## Brief
Which of the lines in the data mention the string "cliff"? List them all.

--- Recorded data Enclosed Below ---

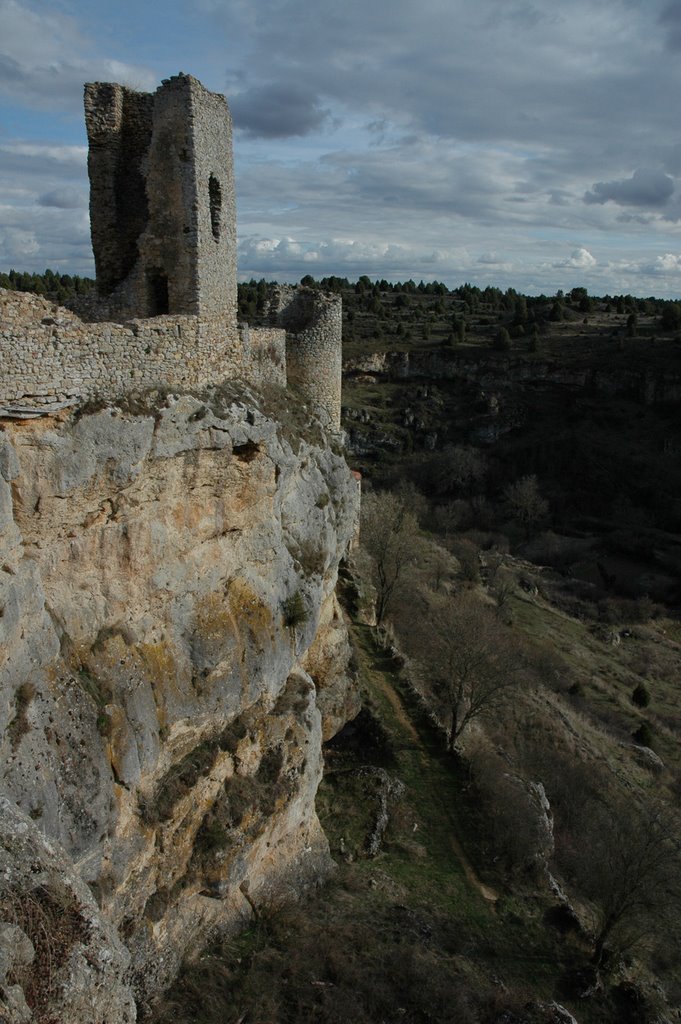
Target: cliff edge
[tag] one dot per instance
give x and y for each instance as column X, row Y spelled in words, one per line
column 171, row 654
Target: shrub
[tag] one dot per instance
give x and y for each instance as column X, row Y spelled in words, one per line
column 643, row 735
column 641, row 696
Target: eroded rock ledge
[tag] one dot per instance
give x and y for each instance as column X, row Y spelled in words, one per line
column 171, row 652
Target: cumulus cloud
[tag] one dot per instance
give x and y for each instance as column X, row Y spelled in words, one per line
column 581, row 259
column 278, row 111
column 17, row 244
column 65, row 199
column 670, row 19
column 45, row 58
column 645, row 187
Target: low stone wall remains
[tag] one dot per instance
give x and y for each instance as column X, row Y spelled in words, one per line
column 48, row 356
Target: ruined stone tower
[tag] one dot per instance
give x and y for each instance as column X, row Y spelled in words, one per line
column 162, row 200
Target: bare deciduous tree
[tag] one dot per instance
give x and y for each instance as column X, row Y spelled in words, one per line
column 628, row 862
column 471, row 659
column 389, row 532
column 524, row 503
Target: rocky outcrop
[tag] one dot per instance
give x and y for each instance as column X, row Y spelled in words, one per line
column 171, row 656
column 497, row 371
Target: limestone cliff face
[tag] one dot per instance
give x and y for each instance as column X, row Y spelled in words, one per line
column 171, row 654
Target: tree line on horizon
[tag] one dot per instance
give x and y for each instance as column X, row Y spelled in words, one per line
column 252, row 294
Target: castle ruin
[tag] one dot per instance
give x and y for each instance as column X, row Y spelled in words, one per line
column 164, row 235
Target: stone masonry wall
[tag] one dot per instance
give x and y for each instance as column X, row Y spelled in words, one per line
column 163, row 209
column 313, row 324
column 49, row 356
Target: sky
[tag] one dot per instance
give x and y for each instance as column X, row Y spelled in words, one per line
column 510, row 142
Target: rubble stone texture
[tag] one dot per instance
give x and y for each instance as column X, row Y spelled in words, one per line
column 161, row 715
column 164, row 235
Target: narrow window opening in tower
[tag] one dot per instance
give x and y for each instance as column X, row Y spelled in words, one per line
column 215, row 201
column 157, row 293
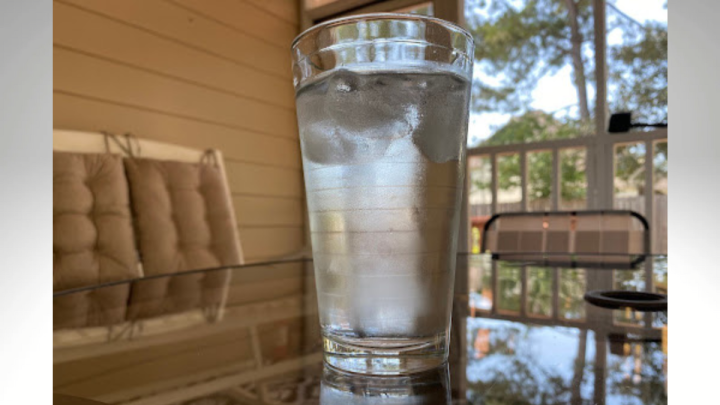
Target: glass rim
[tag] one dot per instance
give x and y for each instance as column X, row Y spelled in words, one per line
column 384, row 16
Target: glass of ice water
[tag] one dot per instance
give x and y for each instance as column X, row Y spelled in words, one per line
column 382, row 106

--- End of Enclosed Recorded data ---

## Answer for this exercise
Target: cliff edge
Target: limestone cliff face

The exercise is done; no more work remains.